### Stated goal:
Copy every line of the records below word for word, from the first line to the last.
━━ Task data ━━
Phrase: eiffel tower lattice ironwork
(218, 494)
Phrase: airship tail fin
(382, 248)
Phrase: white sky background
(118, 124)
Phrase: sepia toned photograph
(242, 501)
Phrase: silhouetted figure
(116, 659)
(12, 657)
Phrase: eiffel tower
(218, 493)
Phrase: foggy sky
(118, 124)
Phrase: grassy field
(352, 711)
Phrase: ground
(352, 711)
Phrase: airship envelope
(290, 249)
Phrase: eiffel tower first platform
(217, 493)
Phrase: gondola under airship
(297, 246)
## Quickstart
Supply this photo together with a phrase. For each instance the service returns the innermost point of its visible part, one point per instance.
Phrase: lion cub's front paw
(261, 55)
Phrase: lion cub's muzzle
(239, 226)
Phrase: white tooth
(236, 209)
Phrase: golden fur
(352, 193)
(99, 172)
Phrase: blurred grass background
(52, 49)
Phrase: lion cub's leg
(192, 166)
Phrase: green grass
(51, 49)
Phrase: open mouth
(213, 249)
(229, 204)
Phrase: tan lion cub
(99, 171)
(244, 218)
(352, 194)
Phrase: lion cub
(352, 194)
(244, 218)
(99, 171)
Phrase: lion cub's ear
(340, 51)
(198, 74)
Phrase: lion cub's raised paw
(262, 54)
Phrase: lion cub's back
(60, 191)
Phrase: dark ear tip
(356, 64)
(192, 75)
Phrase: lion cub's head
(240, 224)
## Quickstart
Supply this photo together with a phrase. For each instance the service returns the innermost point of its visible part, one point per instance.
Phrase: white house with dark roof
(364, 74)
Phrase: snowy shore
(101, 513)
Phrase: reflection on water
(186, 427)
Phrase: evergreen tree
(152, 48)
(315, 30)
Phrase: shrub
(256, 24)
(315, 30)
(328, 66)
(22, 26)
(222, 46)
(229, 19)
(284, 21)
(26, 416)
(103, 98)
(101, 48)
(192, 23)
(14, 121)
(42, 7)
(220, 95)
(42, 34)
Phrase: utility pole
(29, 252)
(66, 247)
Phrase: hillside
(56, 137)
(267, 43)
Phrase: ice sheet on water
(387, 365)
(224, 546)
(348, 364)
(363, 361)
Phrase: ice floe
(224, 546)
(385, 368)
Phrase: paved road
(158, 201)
━━━
### Complete response:
Phrase: eiffel tower lattice ironwork
(218, 494)
Phrase: airship tail fin
(382, 248)
Phrase: white sky background
(118, 124)
Phrase: sepia toned photograph
(242, 501)
Phrase: silhouetted figure
(116, 659)
(12, 657)
Phrase: eiffel tower
(218, 493)
Phrase: foggy sky
(118, 124)
Phrase: grassy field
(352, 711)
Phrase: ground
(352, 711)
Phrase: airship envelope
(290, 249)
Phrase: eiffel tower first platform
(217, 493)
Phrase: gondola under airship
(297, 246)
## Quickstart
Supply this photo together with a phrase. For each instance the service returns the innermost point of its visible part, one point per instance.
Phrase: lion cub's front paw
(261, 55)
Phrase: lion cub's muzzle
(239, 226)
Phrase: white tooth
(236, 209)
Phrase: golden fur
(352, 193)
(99, 172)
Phrase: blurred grass background
(52, 49)
Phrase: lion cub's leg
(192, 166)
Phrase: green grass
(51, 49)
Phrase: open mouth
(213, 249)
(229, 204)
Phrase: tan lion cub
(99, 171)
(244, 218)
(352, 194)
Phrase: lion cub
(352, 194)
(244, 218)
(99, 171)
Phrase: lion cub's ear
(340, 51)
(198, 74)
Phrase: lion cub's raised paw
(262, 54)
Phrase: lion cub's back
(60, 191)
Phrase: dark ear tip
(356, 64)
(192, 75)
Phrase: lion cub's head
(240, 224)
## Quickstart
Supply this photo together with a phrase. For each instance the service returns the innermost point of its visible part, one point per instance.
Phrase: white house with dark roof
(364, 74)
Phrase: snowy shore
(101, 513)
Phrase: reflection on water
(186, 427)
Phrase: evergreen tree
(152, 48)
(315, 30)
Phrase: shrub
(256, 24)
(315, 30)
(328, 66)
(22, 26)
(222, 46)
(229, 19)
(284, 21)
(26, 416)
(103, 98)
(101, 48)
(192, 23)
(14, 121)
(42, 7)
(220, 95)
(42, 34)
Phrase: utility pole
(29, 252)
(66, 247)
Phrase: hillside
(56, 137)
(267, 43)
Phrase: ice sheet on water
(387, 365)
(224, 546)
(348, 364)
(363, 361)
Phrase: ice floe
(224, 546)
(385, 368)
Phrase: paved road
(158, 201)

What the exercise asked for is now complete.